• _To do_: The answer must be every line of the records below that holds the word "with".

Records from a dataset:
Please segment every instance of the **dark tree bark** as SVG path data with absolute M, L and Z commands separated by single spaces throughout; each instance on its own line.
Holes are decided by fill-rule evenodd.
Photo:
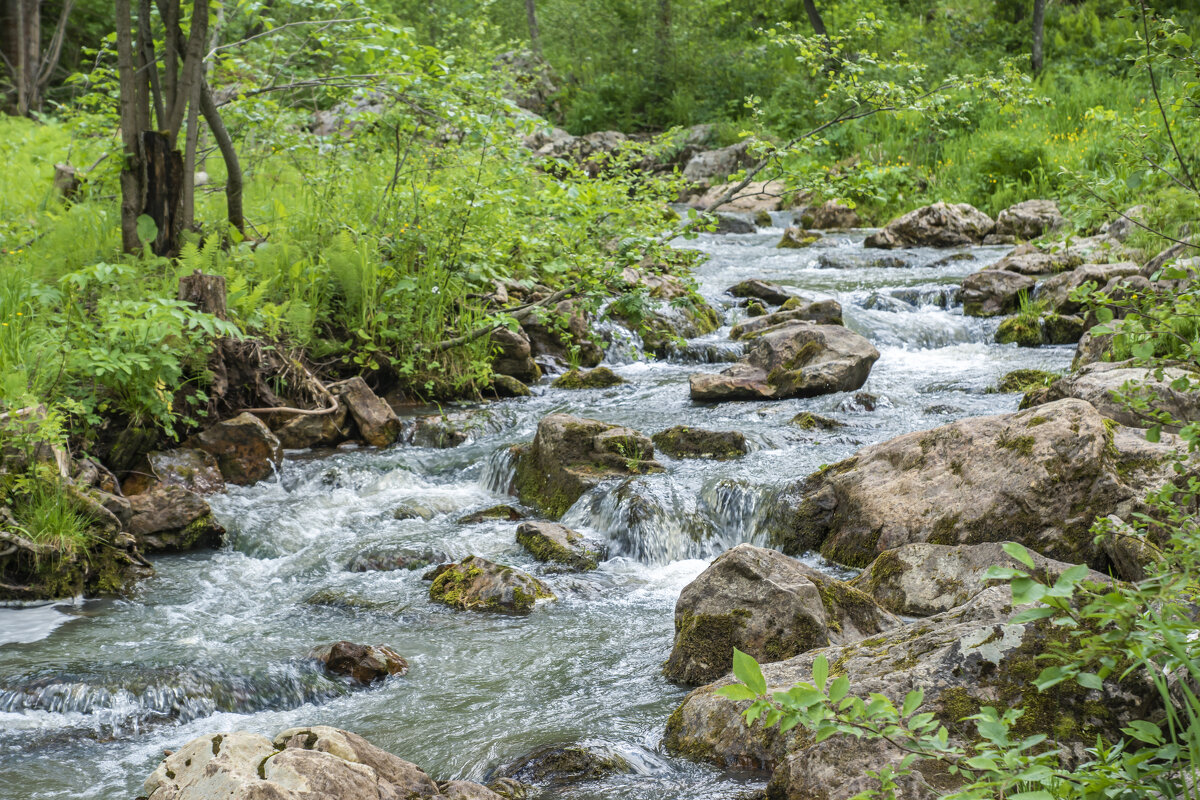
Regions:
M 529 22 L 529 49 L 542 54 L 542 32 L 538 28 L 537 0 L 525 0 L 525 19 Z
M 117 15 L 117 72 L 121 85 L 121 246 L 141 250 L 137 221 L 142 212 L 142 148 L 138 136 L 137 68 L 133 58 L 133 20 L 129 0 L 114 0 Z
M 158 226 L 150 249 L 160 256 L 174 256 L 183 231 L 183 156 L 160 131 L 142 131 L 142 155 L 146 197 L 142 213 Z
M 1046 0 L 1033 0 L 1033 47 L 1032 59 L 1034 73 L 1042 71 L 1042 37 L 1045 33 Z
M 813 33 L 817 36 L 828 35 L 825 31 L 825 21 L 821 19 L 821 12 L 817 11 L 817 5 L 813 0 L 804 0 L 804 13 L 808 15 L 808 22 L 812 25 Z
M 50 78 L 58 67 L 67 19 L 75 0 L 65 0 L 46 52 L 42 52 L 42 0 L 0 2 L 0 64 L 12 83 L 8 107 L 28 116 L 42 110 Z

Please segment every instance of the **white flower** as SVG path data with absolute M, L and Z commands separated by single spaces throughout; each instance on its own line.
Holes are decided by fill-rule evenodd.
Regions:
M 433 292 L 434 294 L 437 294 L 437 293 L 438 293 L 438 287 L 436 287 L 436 286 L 435 286 L 435 287 L 433 287 L 432 289 L 430 289 L 429 291 Z

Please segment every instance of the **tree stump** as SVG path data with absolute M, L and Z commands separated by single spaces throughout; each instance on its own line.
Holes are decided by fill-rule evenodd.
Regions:
M 179 299 L 218 319 L 228 319 L 225 310 L 225 276 L 196 270 L 179 279 Z

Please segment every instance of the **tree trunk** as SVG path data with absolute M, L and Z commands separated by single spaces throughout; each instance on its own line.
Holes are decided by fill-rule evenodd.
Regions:
M 1033 0 L 1033 58 L 1031 63 L 1034 74 L 1042 71 L 1042 36 L 1045 33 L 1046 0 Z
M 204 121 L 208 123 L 213 138 L 217 140 L 221 158 L 225 160 L 227 176 L 225 179 L 225 209 L 229 224 L 238 233 L 245 235 L 246 218 L 242 212 L 242 165 L 238 161 L 237 148 L 233 146 L 233 139 L 217 111 L 217 104 L 213 101 L 212 89 L 208 88 L 208 83 L 204 81 L 200 84 L 200 111 L 204 114 Z
M 130 0 L 114 0 L 117 16 L 117 72 L 121 84 L 121 246 L 126 253 L 142 249 L 137 221 L 142 210 L 142 149 L 137 128 L 137 71 L 133 60 Z
M 179 299 L 217 319 L 228 319 L 224 275 L 206 275 L 200 270 L 184 275 L 179 279 Z
M 41 64 L 41 0 L 4 0 L 0 55 L 12 80 L 9 107 L 26 116 L 38 110 L 38 68 Z
M 658 102 L 664 103 L 668 97 L 671 66 L 671 0 L 658 0 L 658 48 L 654 54 L 654 87 L 653 95 Z M 657 109 L 656 109 L 657 110 Z
M 821 37 L 828 35 L 825 32 L 825 21 L 821 19 L 821 12 L 817 11 L 817 5 L 813 0 L 804 0 L 804 13 L 808 15 L 808 22 L 812 25 L 813 33 Z
M 158 226 L 150 247 L 156 255 L 178 255 L 183 230 L 183 156 L 160 131 L 142 131 L 142 153 L 146 194 L 142 213 Z
M 525 0 L 525 18 L 529 21 L 529 49 L 542 54 L 542 33 L 538 28 L 537 0 Z

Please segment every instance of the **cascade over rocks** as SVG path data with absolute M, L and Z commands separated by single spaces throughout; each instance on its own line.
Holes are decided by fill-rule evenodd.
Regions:
M 729 331 L 729 338 L 752 339 L 778 325 L 796 321 L 815 322 L 819 325 L 842 324 L 842 304 L 836 300 L 814 300 L 809 303 L 793 297 L 784 304 L 785 307 L 788 305 L 792 307 L 786 311 L 775 311 L 739 322 Z
M 532 346 L 524 330 L 498 328 L 490 336 L 495 353 L 492 356 L 492 372 L 516 378 L 522 383 L 541 380 L 541 367 L 533 360 Z
M 1066 399 L 898 436 L 815 472 L 772 501 L 784 552 L 820 550 L 865 567 L 903 544 L 1011 539 L 1051 558 L 1107 568 L 1089 528 L 1139 508 L 1173 476 L 1161 443 Z
M 1041 276 L 1075 269 L 1082 263 L 1078 256 L 1061 251 L 1049 252 L 1036 245 L 1023 244 L 986 269 Z
M 191 740 L 146 779 L 148 800 L 489 800 L 479 784 L 440 787 L 416 764 L 358 734 L 324 725 L 289 728 L 274 741 L 257 733 Z
M 862 387 L 879 351 L 841 325 L 793 321 L 763 331 L 720 373 L 689 379 L 693 400 L 782 400 Z
M 662 471 L 654 445 L 642 434 L 569 414 L 543 417 L 533 441 L 511 452 L 510 491 L 556 518 L 603 480 Z
M 1021 292 L 1031 292 L 1033 278 L 1016 272 L 986 269 L 973 272 L 962 285 L 963 313 L 968 317 L 996 317 L 1017 310 Z
M 725 178 L 743 167 L 753 165 L 754 157 L 747 152 L 749 146 L 749 141 L 743 141 L 719 150 L 697 153 L 684 166 L 683 177 L 707 187 L 714 178 Z
M 1021 401 L 1021 408 L 1033 408 L 1052 403 L 1066 397 L 1086 400 L 1104 416 L 1131 428 L 1148 428 L 1153 420 L 1140 417 L 1113 399 L 1128 381 L 1139 385 L 1136 394 L 1152 399 L 1154 408 L 1166 411 L 1182 422 L 1200 421 L 1200 395 L 1196 392 L 1179 392 L 1171 388 L 1171 382 L 1188 378 L 1193 383 L 1200 375 L 1179 367 L 1164 367 L 1163 379 L 1155 377 L 1154 370 L 1138 367 L 1133 361 L 1097 361 L 1083 366 L 1051 383 L 1049 386 L 1031 390 Z M 1171 430 L 1168 428 L 1167 430 Z
M 1016 239 L 1036 239 L 1061 228 L 1067 221 L 1053 200 L 1026 200 L 1009 206 L 996 217 L 996 230 L 984 244 L 1002 244 Z
M 334 642 L 314 647 L 309 658 L 331 675 L 343 675 L 361 686 L 370 686 L 392 675 L 407 675 L 408 662 L 387 645 Z
M 765 664 L 767 691 L 811 680 L 813 660 L 822 655 L 831 672 L 849 678 L 853 696 L 878 692 L 900 704 L 909 691 L 922 690 L 924 709 L 946 725 L 952 744 L 976 738 L 973 724 L 960 720 L 981 706 L 1024 707 L 1014 738 L 1046 734 L 1068 765 L 1082 760 L 1097 735 L 1119 737 L 1123 725 L 1151 712 L 1157 695 L 1148 681 L 1109 680 L 1104 691 L 1064 681 L 1039 692 L 1031 680 L 1043 666 L 1037 656 L 1066 636 L 1048 620 L 1014 624 L 1019 610 L 1007 587 L 986 589 L 965 606 L 880 636 Z M 722 678 L 688 695 L 667 722 L 669 750 L 718 766 L 768 770 L 768 796 L 780 800 L 844 800 L 878 789 L 867 771 L 896 765 L 903 756 L 883 740 L 835 736 L 818 743 L 803 727 L 780 733 L 761 723 L 747 726 L 741 712 L 749 703 L 715 694 L 729 683 Z M 940 763 L 914 766 L 900 796 L 933 797 L 958 785 Z
M 779 244 L 775 245 L 775 247 L 780 250 L 799 250 L 811 247 L 820 239 L 821 234 L 819 233 L 809 233 L 803 228 L 788 228 L 783 232 Z
M 707 209 L 736 185 L 736 183 L 723 183 L 712 186 L 699 197 L 689 199 L 688 204 L 694 208 Z M 759 211 L 779 211 L 784 206 L 786 194 L 787 187 L 783 181 L 751 181 L 718 208 L 721 211 L 744 211 L 751 214 Z M 753 233 L 754 231 L 749 232 Z
M 711 458 L 724 461 L 748 452 L 746 436 L 740 431 L 706 431 L 676 425 L 650 437 L 654 446 L 671 458 Z
M 274 431 L 285 450 L 305 450 L 310 447 L 333 447 L 352 438 L 354 429 L 346 404 L 339 401 L 335 411 L 328 414 L 296 414 Z
M 996 581 L 985 579 L 993 566 L 1030 571 L 1043 583 L 1054 583 L 1073 564 L 1038 553 L 1032 571 L 1004 552 L 1000 542 L 985 544 L 904 544 L 885 550 L 850 585 L 875 598 L 881 606 L 908 617 L 941 614 L 966 604 Z M 1091 570 L 1085 580 L 1109 584 L 1107 575 Z
M 238 486 L 252 486 L 271 476 L 283 461 L 279 439 L 266 423 L 249 413 L 197 433 L 188 446 L 215 456 L 221 475 Z
M 388 447 L 396 441 L 400 435 L 400 418 L 362 378 L 356 375 L 335 383 L 329 391 L 346 404 L 364 442 L 372 447 Z
M 149 553 L 220 547 L 225 529 L 204 498 L 175 484 L 160 484 L 129 498 L 129 532 Z
M 898 625 L 858 589 L 776 550 L 740 544 L 680 593 L 663 674 L 697 686 L 729 672 L 735 647 L 766 663 Z
M 550 385 L 556 389 L 608 389 L 627 381 L 608 367 L 595 369 L 572 369 L 554 379 Z
M 991 217 L 967 203 L 934 203 L 892 220 L 863 245 L 888 250 L 980 244 L 995 227 Z
M 527 572 L 467 556 L 439 568 L 429 587 L 429 599 L 460 611 L 528 614 L 534 602 L 555 597 L 546 584 Z
M 857 228 L 859 219 L 858 212 L 840 200 L 826 200 L 815 208 L 804 209 L 798 222 L 806 228 L 829 230 Z
M 522 522 L 517 526 L 517 543 L 538 561 L 579 572 L 595 569 L 608 555 L 603 544 L 588 541 L 582 533 L 556 522 Z
M 1127 278 L 1138 274 L 1138 265 L 1132 261 L 1122 261 L 1116 264 L 1084 264 L 1070 272 L 1063 272 L 1046 280 L 1038 286 L 1034 297 L 1049 303 L 1050 308 L 1059 314 L 1076 314 L 1083 310 L 1083 305 L 1071 299 L 1071 293 L 1085 283 L 1094 283 L 1103 289 L 1114 278 Z
M 785 289 L 778 283 L 768 283 L 758 278 L 751 278 L 741 283 L 735 283 L 726 289 L 725 292 L 734 297 L 753 297 L 756 300 L 762 300 L 769 306 L 781 306 L 797 296 L 795 292 Z
M 554 307 L 554 313 L 566 320 L 565 331 L 550 320 L 543 322 L 530 317 L 521 322 L 521 330 L 529 339 L 534 358 L 566 365 L 571 362 L 571 346 L 578 345 L 580 366 L 594 367 L 604 360 L 604 350 L 592 336 L 585 312 L 577 309 L 570 300 L 563 300 Z
M 146 461 L 159 483 L 180 486 L 196 494 L 225 491 L 217 459 L 205 450 L 154 450 L 146 454 Z
M 378 548 L 359 553 L 346 565 L 349 572 L 390 572 L 397 569 L 425 569 L 445 564 L 450 556 L 441 550 L 415 550 L 408 547 Z
M 617 753 L 581 745 L 545 745 L 497 770 L 497 775 L 534 786 L 560 786 L 633 772 Z

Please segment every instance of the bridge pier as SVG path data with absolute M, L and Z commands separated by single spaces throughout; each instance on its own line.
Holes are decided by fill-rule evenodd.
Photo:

• _Response_:
Please segment every instance of the **dark tree bark** as SVG path data with absolute M, L and Z commands separated by single spaces throughout; each instance on its own line.
Please segment every instance of the **white flower** as SVG path data with absolute M, L and Z commands separated by single spaces throughout; each instance on its own line.
Please segment every instance of the **tree stump** as SVG path data with absolute M, L and Z commands separated by single spaces throughout; each instance on its own line.
Please segment every instance of the **tree trunk** as SVG path data with absolute M, L and Z commands separated by single spaces throughout; each instance on its own line.
Please segment every instance of the **cascade over rocks** as SVG path data with absolute M, L and Z commands separated by single spaces throughout; each instance on its own line.
Please segment every instance of the bridge pier as SVG path data with absolute M, L and Z commands separated by single spaces throughout; each instance on its own line.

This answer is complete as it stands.